** Work instructions **
Make a verbatim transcription of the records, without the pictures.

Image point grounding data
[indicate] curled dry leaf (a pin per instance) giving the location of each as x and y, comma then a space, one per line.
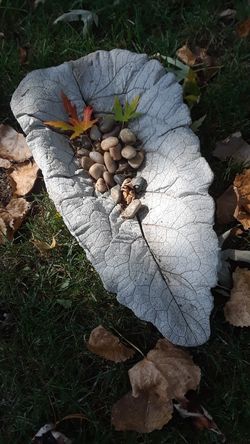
233, 147
242, 191
177, 366
143, 414
12, 216
24, 176
108, 346
166, 373
191, 408
13, 145
225, 206
237, 309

** Answer to the problem **
[indicate] curled dry leaf (a pin per instance) giving the location of each as x and y, comma then a space, one per line.
233, 147
242, 191
177, 366
143, 414
12, 216
24, 176
108, 346
166, 373
191, 408
13, 145
225, 206
237, 309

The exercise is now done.